AIM OF THE EXERCISE - When a line of the entries contains "blue", please list that line.

[Dataset excerpts]
★ ★ ★

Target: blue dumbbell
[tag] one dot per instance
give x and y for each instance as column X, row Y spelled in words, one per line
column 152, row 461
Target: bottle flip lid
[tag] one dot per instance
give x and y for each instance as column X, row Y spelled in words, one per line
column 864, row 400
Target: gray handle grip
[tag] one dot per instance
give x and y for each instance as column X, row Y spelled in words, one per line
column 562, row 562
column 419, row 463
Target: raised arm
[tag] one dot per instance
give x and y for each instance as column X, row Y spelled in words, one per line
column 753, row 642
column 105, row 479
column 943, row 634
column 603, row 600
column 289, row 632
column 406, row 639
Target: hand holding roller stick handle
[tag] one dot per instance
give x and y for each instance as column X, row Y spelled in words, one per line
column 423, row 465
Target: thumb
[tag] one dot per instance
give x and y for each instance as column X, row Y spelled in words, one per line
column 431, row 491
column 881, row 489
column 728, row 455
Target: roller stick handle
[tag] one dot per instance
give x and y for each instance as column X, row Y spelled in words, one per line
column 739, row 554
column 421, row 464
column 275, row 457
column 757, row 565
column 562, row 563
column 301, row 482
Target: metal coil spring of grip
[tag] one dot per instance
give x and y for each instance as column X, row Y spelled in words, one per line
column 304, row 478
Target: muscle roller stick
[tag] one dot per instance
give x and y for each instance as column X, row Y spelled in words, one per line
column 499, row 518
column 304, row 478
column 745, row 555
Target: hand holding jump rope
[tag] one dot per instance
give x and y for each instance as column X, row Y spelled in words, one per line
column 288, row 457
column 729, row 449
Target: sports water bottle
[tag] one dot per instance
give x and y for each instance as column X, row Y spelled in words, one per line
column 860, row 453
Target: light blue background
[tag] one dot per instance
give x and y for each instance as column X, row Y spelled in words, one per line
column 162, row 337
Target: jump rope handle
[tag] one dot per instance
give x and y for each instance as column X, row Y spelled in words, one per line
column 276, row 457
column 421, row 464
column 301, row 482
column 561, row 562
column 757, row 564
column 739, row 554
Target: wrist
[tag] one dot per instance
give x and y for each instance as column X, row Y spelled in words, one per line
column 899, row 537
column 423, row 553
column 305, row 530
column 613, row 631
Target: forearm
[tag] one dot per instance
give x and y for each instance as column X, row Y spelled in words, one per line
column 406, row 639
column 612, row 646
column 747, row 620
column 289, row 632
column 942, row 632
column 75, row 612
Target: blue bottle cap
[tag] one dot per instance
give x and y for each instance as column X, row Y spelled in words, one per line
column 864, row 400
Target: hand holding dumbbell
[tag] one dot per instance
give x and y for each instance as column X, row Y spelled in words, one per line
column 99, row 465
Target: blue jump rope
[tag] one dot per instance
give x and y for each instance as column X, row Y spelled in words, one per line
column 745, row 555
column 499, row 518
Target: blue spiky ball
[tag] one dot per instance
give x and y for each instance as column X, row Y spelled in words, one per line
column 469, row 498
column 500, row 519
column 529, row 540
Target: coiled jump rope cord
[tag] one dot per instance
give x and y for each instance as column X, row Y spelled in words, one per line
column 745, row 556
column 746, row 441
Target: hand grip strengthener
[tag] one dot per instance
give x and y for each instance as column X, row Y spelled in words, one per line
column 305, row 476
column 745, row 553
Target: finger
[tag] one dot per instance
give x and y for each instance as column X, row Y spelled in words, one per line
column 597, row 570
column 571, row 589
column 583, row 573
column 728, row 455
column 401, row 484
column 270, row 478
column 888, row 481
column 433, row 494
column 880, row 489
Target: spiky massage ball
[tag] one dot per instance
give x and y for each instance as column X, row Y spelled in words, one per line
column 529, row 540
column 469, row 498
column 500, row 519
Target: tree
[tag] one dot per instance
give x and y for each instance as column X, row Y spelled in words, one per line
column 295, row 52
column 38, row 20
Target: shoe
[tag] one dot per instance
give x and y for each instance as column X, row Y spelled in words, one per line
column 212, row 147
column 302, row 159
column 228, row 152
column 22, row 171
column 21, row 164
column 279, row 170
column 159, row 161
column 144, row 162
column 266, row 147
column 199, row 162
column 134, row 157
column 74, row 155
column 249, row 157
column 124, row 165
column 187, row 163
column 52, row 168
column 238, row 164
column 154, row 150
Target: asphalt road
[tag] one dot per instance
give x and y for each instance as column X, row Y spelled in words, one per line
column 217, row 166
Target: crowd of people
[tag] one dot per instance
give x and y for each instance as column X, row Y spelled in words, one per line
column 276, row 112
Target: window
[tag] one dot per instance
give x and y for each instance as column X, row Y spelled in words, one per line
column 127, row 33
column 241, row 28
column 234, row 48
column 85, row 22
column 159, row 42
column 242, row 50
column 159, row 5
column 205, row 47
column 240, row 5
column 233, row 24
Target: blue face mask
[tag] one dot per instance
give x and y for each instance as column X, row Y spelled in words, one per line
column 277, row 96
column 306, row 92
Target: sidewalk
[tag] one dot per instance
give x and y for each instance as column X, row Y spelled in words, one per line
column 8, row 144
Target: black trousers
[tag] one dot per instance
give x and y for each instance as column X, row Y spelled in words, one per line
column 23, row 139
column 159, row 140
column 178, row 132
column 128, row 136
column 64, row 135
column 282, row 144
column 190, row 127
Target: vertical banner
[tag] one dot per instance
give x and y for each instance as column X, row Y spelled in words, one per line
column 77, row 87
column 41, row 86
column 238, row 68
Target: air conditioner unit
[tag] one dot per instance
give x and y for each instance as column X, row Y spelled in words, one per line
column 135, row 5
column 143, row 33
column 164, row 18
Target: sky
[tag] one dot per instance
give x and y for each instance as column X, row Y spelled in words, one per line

★ ★ ★

RESPONSE TO THE EXERCISE -
Target: blue dumbbell
Target: light blue background
Target: blue bottle cap
Target: blue jump rope
Target: blue spiky ball
Target: blue face mask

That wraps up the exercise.